▸ SELECTION
Will Discredited Murdoch Get His U.S. Comeuppance?

The recently released UK parliamentary report on the phone hacking scandal involving News Corporation is destined to become a classic exposition of corporate misconduct.

Its authors appear to have exhausted their thesaurus in coming up with various ways of accusing the company and its top executives, including CEO Rupert Murdoch, of deceit. The company’s long-time claim that the hacking was the work of a single “rogue reporter” is described as “false” (p.7) and “no longer [having] any shred of credibility” (p.67). Various assertions made by the company are said to have been “proven to be untrue” (p.9). Company officials are portrayed as having acted “to perpetuate a falsehood” (p.84), “failing to release to the Committee documents that would have helped to expose the truth” (p.14) and as having “repeatedly stonewalled, obfuscated and misled” (p.68).

The report does not come out and directly call Rupert Murdoch a dirty rotten liar, but it makes the same point in a more biting way when it says of the media mogul’s official testimony: “Rupert Murdoch has demonstrated excellent powers of recall and grasp of detail, when it has suited him” (p.68).

▸ SET OF TASKS
1: Answer from the article on the Murdoch report:
(a) According to the company's long-time claim, who carried out the hacking?
(b) On which page does the report say company officials "repeatedly stonewalled, obfuscated and misled"?
(c) What does the report say Rupert Murdoch has shown "when it has suited him"?
2: Transcribe the part of the article on the Murdoch report from "Will Discredited Murdoch" to "of corporate misconduct.".
The data after this point plays no part in what is asked here.

▸ INFORMATION SUPPLIED

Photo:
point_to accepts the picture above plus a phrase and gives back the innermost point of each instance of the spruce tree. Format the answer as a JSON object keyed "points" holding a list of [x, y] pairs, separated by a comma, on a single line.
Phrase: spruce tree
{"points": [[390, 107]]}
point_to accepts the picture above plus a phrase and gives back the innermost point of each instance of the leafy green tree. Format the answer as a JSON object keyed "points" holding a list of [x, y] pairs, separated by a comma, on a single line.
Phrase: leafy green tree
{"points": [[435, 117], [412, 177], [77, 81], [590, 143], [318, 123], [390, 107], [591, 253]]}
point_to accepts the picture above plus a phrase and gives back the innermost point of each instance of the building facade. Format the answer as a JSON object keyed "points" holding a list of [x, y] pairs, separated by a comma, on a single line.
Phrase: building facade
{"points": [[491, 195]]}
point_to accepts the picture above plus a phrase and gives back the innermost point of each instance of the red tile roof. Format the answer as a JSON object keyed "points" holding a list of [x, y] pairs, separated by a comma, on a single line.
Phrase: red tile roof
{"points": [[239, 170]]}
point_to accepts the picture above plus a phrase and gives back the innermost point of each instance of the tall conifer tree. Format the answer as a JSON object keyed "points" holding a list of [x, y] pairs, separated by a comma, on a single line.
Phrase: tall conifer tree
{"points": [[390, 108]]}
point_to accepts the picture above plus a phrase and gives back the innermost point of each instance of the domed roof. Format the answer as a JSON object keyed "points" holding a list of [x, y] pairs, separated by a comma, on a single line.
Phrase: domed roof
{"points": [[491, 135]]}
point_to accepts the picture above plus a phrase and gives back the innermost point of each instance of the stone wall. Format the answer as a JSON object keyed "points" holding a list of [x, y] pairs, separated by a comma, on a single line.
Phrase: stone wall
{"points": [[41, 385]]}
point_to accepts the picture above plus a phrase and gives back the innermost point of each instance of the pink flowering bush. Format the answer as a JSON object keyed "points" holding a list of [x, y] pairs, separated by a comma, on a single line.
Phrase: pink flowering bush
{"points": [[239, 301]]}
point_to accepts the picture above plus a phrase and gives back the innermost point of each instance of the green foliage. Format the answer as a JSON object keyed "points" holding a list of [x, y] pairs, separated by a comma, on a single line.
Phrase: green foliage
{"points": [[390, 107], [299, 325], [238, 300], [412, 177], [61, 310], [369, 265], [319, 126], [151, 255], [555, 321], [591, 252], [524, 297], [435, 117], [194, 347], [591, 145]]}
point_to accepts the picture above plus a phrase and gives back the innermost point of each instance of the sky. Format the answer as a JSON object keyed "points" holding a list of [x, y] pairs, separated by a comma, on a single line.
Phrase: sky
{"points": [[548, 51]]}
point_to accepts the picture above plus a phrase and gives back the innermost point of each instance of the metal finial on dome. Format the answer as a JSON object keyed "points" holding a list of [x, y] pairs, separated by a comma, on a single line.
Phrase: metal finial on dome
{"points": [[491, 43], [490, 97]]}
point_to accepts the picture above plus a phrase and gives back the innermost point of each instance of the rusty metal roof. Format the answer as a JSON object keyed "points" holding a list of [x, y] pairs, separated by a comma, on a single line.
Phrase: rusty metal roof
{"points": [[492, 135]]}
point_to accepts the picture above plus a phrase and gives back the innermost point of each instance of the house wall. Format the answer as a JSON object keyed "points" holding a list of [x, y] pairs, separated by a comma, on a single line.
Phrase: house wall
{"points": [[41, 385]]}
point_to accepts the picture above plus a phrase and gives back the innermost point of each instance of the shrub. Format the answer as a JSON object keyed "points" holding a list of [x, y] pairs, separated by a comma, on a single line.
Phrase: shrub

▸ EXERCISE RESPONSES
1:
(a) A single "rogue reporter."
(b) Page 68.
(c) Excellent powers of recall and grasp of detail.

2:
Will Discredited Murdoch Get His U.S. Comeuppance?

The recently released UK parliamentary report on the phone hacking scandal involving News Corporation is destined to become a classic exposition of corporate misconduct.